>> START Input rows

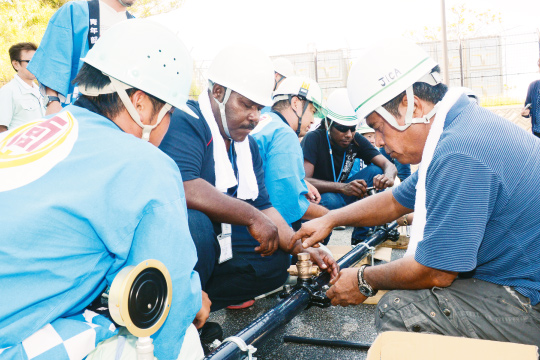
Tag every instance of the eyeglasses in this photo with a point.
(343, 128)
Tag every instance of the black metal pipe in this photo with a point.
(288, 308)
(326, 342)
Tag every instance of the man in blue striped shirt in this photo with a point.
(475, 271)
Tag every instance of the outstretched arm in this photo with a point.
(374, 210)
(202, 196)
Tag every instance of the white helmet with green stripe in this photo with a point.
(305, 89)
(340, 109)
(384, 72)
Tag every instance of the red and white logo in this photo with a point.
(29, 151)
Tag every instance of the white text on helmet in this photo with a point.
(392, 75)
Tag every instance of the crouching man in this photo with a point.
(473, 268)
(83, 196)
(242, 240)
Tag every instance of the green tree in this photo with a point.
(21, 21)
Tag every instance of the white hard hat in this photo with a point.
(283, 66)
(246, 70)
(340, 109)
(302, 87)
(384, 72)
(144, 55)
(364, 129)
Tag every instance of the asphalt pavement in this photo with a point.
(352, 323)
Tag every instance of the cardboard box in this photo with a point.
(395, 345)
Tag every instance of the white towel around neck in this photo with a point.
(420, 212)
(225, 179)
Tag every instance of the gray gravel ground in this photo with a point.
(353, 323)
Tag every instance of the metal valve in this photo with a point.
(304, 267)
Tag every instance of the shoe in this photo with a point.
(244, 305)
(211, 335)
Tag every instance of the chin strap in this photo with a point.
(147, 129)
(306, 104)
(409, 120)
(120, 88)
(221, 106)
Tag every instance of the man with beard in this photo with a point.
(242, 241)
(71, 32)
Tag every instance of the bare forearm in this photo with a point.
(314, 211)
(374, 210)
(51, 92)
(326, 186)
(284, 230)
(406, 273)
(202, 196)
(390, 171)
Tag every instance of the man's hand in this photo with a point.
(204, 313)
(313, 194)
(266, 233)
(53, 108)
(356, 188)
(381, 182)
(313, 232)
(324, 260)
(344, 290)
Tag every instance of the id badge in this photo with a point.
(225, 243)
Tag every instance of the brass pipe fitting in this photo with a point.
(304, 267)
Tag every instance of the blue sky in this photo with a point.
(293, 26)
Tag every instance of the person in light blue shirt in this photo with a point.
(71, 32)
(277, 137)
(83, 197)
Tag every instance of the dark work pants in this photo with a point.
(469, 308)
(334, 201)
(242, 278)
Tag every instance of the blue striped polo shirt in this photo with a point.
(482, 201)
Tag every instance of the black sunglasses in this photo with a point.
(343, 128)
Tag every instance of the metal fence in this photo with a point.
(498, 68)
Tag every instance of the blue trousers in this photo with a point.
(334, 201)
(242, 278)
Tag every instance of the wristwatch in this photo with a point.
(48, 99)
(363, 286)
(405, 222)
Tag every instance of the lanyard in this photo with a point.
(233, 163)
(332, 160)
(93, 22)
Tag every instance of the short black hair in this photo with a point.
(109, 105)
(15, 50)
(424, 91)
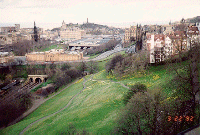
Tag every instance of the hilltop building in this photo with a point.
(159, 46)
(71, 33)
(54, 55)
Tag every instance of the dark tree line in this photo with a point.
(102, 48)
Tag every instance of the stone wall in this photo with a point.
(53, 56)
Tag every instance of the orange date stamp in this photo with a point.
(180, 118)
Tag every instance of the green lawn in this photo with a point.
(95, 108)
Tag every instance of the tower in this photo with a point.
(35, 33)
(17, 27)
(63, 25)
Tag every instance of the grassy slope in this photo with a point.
(95, 109)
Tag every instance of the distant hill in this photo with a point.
(93, 26)
(193, 20)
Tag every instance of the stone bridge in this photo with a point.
(37, 78)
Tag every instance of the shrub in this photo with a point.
(138, 87)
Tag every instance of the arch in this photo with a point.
(30, 79)
(38, 80)
(45, 79)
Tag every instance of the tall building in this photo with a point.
(71, 32)
(160, 47)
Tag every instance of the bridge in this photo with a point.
(37, 78)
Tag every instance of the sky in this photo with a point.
(117, 13)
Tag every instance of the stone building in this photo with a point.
(160, 47)
(54, 55)
(6, 57)
(71, 33)
(130, 33)
(15, 28)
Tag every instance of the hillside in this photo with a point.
(93, 103)
(193, 20)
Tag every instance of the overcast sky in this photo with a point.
(118, 13)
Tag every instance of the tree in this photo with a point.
(143, 115)
(82, 67)
(111, 64)
(138, 87)
(35, 33)
(92, 67)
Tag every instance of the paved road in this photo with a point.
(107, 53)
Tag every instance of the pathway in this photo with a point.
(69, 103)
(25, 129)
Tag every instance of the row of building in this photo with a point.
(54, 55)
(14, 34)
(164, 41)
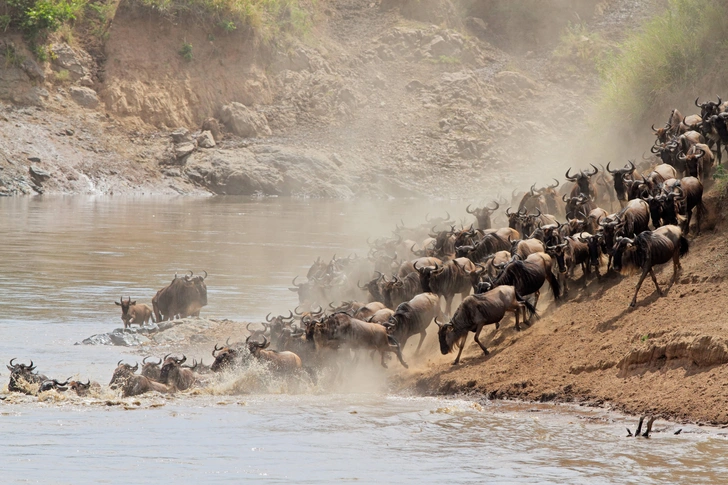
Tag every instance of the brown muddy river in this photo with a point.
(64, 261)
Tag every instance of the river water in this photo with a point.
(64, 261)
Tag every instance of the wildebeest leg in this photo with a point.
(462, 346)
(477, 340)
(397, 349)
(448, 305)
(654, 280)
(639, 284)
(423, 334)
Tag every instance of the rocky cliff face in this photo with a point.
(378, 102)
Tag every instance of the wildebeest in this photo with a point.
(150, 369)
(175, 376)
(447, 280)
(649, 249)
(529, 276)
(131, 384)
(133, 314)
(82, 389)
(399, 290)
(279, 361)
(183, 297)
(413, 317)
(618, 176)
(341, 328)
(23, 379)
(690, 197)
(229, 356)
(477, 311)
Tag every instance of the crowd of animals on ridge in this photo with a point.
(405, 277)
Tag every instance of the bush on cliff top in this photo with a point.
(36, 18)
(674, 51)
(265, 17)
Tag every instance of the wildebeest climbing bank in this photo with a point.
(542, 259)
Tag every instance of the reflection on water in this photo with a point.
(332, 439)
(69, 259)
(63, 263)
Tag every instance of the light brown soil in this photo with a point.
(664, 357)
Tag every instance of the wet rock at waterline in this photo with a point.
(243, 121)
(173, 331)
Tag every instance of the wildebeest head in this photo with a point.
(150, 369)
(121, 374)
(79, 387)
(170, 362)
(20, 373)
(708, 108)
(225, 358)
(53, 385)
(582, 179)
(125, 317)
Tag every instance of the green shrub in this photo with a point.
(12, 58)
(265, 17)
(35, 18)
(672, 52)
(186, 51)
(41, 52)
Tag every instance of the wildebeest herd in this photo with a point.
(596, 222)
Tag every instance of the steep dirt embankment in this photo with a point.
(667, 356)
(378, 99)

>> END Input rows

What is being asked:
Copy out all of the entries above word for word, leaving out the pictures.

Reply to the task:
Tag every instance of the eyeglasses in this photo with a point.
(343, 128)
Tag every instance of the black metal pipe in this photo with a point.
(288, 308)
(326, 342)
Tag every instance of the man in blue striped shirt in this photo with a point.
(475, 271)
Tag every instance of the outstretched arm in this photo with a point.
(374, 210)
(202, 196)
Tag every instance of the white helmet with green stripe in this photo with a point.
(305, 89)
(340, 109)
(384, 72)
Tag every instance of the red and white logo in this photo with a point.
(29, 151)
Tag every instance of the white text on helmet in this photo with a point.
(392, 75)
Tag every instance of the crouching man in this photo with a point.
(473, 268)
(83, 196)
(242, 240)
Tag every instance of the green tree in this photo with a point.
(21, 21)
Tag every instance of the white hard hat in this photo with a point.
(283, 66)
(246, 70)
(340, 109)
(302, 87)
(384, 72)
(144, 55)
(364, 129)
Tag every instance of the asphalt pavement in this photo with a point.
(352, 323)
Tag every instance of the cardboard box in this photo with a point.
(395, 345)
Tag every instance of the white towel around neck in this photo with a point.
(420, 212)
(225, 179)
Tag every instance of the gray gravel ground in this photo with a point.
(353, 323)
Tag every instance of the metal valve in this photo with a point.
(304, 267)
Tag every instance of the shoe in this photo with a point.
(244, 305)
(211, 335)
Tag every instance of the chin strap in this photo with a point.
(147, 129)
(306, 104)
(409, 120)
(120, 88)
(221, 106)
Tag every instance of the man with beard in this photo with a point.
(242, 241)
(71, 32)
Tag every instance of the bare forearm in this photo with a point.
(314, 211)
(374, 210)
(51, 92)
(326, 186)
(284, 230)
(406, 273)
(202, 196)
(390, 171)
Tag every instance of the man's hand in this photo with a point.
(204, 313)
(313, 194)
(266, 233)
(53, 108)
(356, 188)
(381, 182)
(313, 232)
(324, 260)
(344, 290)
Tag every instance of the id badge in this photo with a point.
(225, 243)
Tag every instance of the brass pipe fitting in this photo with a point.
(304, 267)
Tag every instance of the blue sky in this photo with a point.
(293, 26)
Tag every instance of the person in light blue shirt in this photo with a point.
(71, 32)
(277, 137)
(83, 197)
Tag every instance of the dark work pants in this photo with a point.
(469, 308)
(334, 201)
(242, 278)
Tag every instance of the blue striped polo shirt in this photo with a point.
(482, 201)
Tag every instance of the black sunglasses in this photo with a point.
(343, 128)
Tag every instance of the metal fence in this photo with a point.
(498, 68)
Tag every instance of the blue trousers in this photo with a point.
(334, 201)
(242, 278)
Tag every instance of the wristwatch in this photo with a point.
(48, 99)
(363, 286)
(405, 222)
Tag every instance of the lanyard in this photo with a point.
(233, 163)
(332, 160)
(93, 22)
Tag every instance of the short black hair in this photo with a point.
(109, 105)
(15, 50)
(424, 91)
Tag every instance of the hilltop building in this photo with a point.
(159, 46)
(71, 33)
(54, 55)
Tag every instance of the dark tree line in this photo with a point.
(102, 48)
Tag every instance of the stone wall in this photo with a point.
(53, 56)
Tag every instance of the orange date stamp in this photo with a point.
(180, 118)
Tag every instance of the green lawn in this photo with a point.
(95, 108)
Tag every instance of the tower in this photo with a point.
(35, 33)
(17, 27)
(63, 25)
Tag every instance of the grassy slope in this photo with a point.
(95, 109)
Tag every instance of the distant hill in this photo with a point.
(93, 26)
(193, 20)
Tag every instance of the stone bridge in this photo with a point.
(37, 78)
Tag every instance of the shrub in this photo with a point.
(138, 87)
Tag every instance of the arch in this photo with a point.
(30, 79)
(38, 80)
(45, 79)
Tag every instance of the tall building in this photo with a point.
(71, 32)
(160, 47)
Tag every instance of the bridge in this photo with a point.
(37, 78)
Tag every instance of the sky in this photo with a point.
(117, 13)
Tag every instance of the stone building in this photo with a point.
(160, 47)
(54, 55)
(6, 57)
(71, 33)
(130, 33)
(15, 28)
Tag every instance of the hillside in this photo with a point.
(93, 103)
(193, 20)
Tag every instance of the overcast sky in this photo with a point.
(118, 13)
Tag every instance of the tree in this photo with a point.
(143, 115)
(82, 67)
(111, 64)
(138, 87)
(35, 33)
(92, 67)
Tag every instance of the paved road in this photo with a point.
(107, 53)
Tag every instance of the pathway in this photo with a point.
(69, 103)
(25, 129)
Tag every instance of the row of building in this photo with a point.
(54, 55)
(14, 34)
(164, 41)
Tag every instance of the brown muddy river in this photo with a point.
(64, 261)
Tag every instance of the river water in this photo with a point.
(64, 261)
Tag every instance of the wildebeest leg in this photo with a point.
(462, 346)
(477, 340)
(397, 349)
(448, 305)
(654, 280)
(639, 284)
(423, 334)
Tag every instance of the rocky cliff face in this photo with a point.
(378, 102)
Tag every instance of the wildebeest in this photo with a point.
(150, 369)
(175, 376)
(447, 280)
(649, 249)
(529, 276)
(131, 384)
(133, 314)
(82, 389)
(399, 290)
(279, 361)
(183, 297)
(413, 317)
(618, 176)
(341, 328)
(23, 379)
(690, 197)
(229, 356)
(477, 311)
Tag every instance of the crowd of animals on ridge in this photo with a point.
(405, 277)
Tag every instance of the bush on cliff top in this photo with a point.
(36, 18)
(674, 51)
(265, 17)
Tag every instance of the wildebeest climbing bank in this photo with a point.
(542, 259)
Tag every instance of the reflection on water in this photo with a point.
(332, 439)
(69, 259)
(63, 263)
Tag every instance of the light brown soil in this photo with a point.
(664, 357)
Tag every instance of the wet rock at waterline in this photo with a point.
(243, 121)
(173, 331)
Tag every instance of the wildebeest head in this photo with a point.
(150, 369)
(121, 374)
(79, 387)
(170, 362)
(20, 373)
(708, 108)
(225, 358)
(53, 385)
(582, 179)
(125, 317)
Tag every instance of the green shrub in this photo with a point.
(12, 58)
(265, 17)
(35, 18)
(672, 52)
(186, 51)
(41, 52)
Tag every instance of the wildebeest herd in this photo with a point.
(596, 222)
Tag every instance of the steep dirt embankment in this photo with a point.
(667, 356)
(378, 99)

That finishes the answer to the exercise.